* Source document:
↓↓↓

This is the first ingest (and crawl) of URLs from DOAJ article-level metadata.
It will include at least 'pdf' and 'html' ingest requests, not just 'pdf' as in
the past.

Working off a 2020-11-13 snapshot.

## Transform and Load

    # in sandcrawler pipenv on aitio
    zcat /schnell/DOAJ-CRAWL-2020-11/doaj_article_data_2020-11-13_all.json.gz | ./scripts/doaj2ingestrequest.py - | pv -l > /schnell/DOAJ-CRAWL-2020-11/doaj_20201113.ingest_request.json
    => 6.7M 0:24:28 [4.57k/s]

    cat /schnell/DOAJ-CRAWL-2020-11/doaj_20201113.ingest_request.json | pv -l | ./persist_tool.py ingest-request -
    => ran in to error with blank `base_url`

Second try after patches:

    zcat /schnell/DOAJ-CRAWL-2020-11/doaj_article_data_2020-11-13_all.json.gz | ./scripts/doaj2ingestrequest.py - | pv -l > /schnell/DOAJ-CRAWL-2020-11/doaj_20201113.ingest_request.json
    => 6.7M 0:24:29 [4.56k/s]

    cat /schnell/DOAJ-CRAWL-2020-11/doaj_20201113.ingest_request.json | pv -l | ./persist_tool.py ingest-request -
    => Worker: Counter({'total': 6703036, 'insert-requests': 163854, 'update-requests': 0})
    => JSON lines pushed: Counter({'total': 6703036, 'pushed': 6703036})

## Check Pre-Crawl Status

    SELECT ingest_request.ingest_type, ingest_file_result.status, COUNT(*)

↑↑↑

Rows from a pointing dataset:
↓↓↓

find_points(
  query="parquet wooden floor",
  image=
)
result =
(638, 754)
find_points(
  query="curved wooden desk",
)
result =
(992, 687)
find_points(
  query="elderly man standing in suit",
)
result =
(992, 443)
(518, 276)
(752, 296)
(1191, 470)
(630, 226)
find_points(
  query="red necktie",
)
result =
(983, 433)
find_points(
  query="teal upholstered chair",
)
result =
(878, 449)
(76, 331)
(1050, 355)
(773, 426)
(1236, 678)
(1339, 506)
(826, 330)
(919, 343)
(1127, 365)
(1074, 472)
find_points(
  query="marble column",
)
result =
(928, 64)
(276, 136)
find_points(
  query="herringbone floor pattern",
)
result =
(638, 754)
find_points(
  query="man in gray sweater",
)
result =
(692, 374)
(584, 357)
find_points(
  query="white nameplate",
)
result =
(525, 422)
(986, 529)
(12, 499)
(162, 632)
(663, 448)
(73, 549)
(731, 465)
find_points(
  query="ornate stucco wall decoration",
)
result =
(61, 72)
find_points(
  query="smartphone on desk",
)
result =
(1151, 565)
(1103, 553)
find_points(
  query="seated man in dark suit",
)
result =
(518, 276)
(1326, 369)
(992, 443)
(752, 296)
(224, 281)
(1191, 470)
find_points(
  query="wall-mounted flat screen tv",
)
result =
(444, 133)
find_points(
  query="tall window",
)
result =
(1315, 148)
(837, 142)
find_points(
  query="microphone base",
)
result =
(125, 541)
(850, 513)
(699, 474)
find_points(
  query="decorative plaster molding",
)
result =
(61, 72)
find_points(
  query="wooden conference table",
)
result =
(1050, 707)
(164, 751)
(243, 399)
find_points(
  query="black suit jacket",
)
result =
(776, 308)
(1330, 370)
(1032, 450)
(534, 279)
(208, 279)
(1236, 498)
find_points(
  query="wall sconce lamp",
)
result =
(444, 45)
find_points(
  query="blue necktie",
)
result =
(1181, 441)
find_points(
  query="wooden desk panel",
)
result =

↑↑↑

* Request:
From the DOAJ ingest notes above, output the passage starting with "Second try after" and going on through "ingest_request.ingest_type, ingest_file_result.status, COUNT(*)", copied word for word.

* Exercise response:
Second try after patches:

    zcat /schnell/DOAJ-CRAWL-2020-11/doaj_article_data_2020-11-13_all.json.gz | ./scripts/doaj2ingestrequest.py - | pv -l > /schnell/DOAJ-CRAWL-2020-11/doaj_20201113.ingest_request.json
    => 6.7M 0:24:29 [4.56k/s]

    cat /schnell/DOAJ-CRAWL-2020-11/doaj_20201113.ingest_request.json | pv -l | ./persist_tool.py ingest-request -
    => Worker: Counter({'total': 6703036, 'insert-requests': 163854, 'update-requests': 0})
    => JSON lines pushed: Counter({'total': 6703036, 'pushed': 6703036})

## Check Pre-Crawl Status

    SELECT ingest_request.ingest_type, ingest_file_result.status, COUNT(*)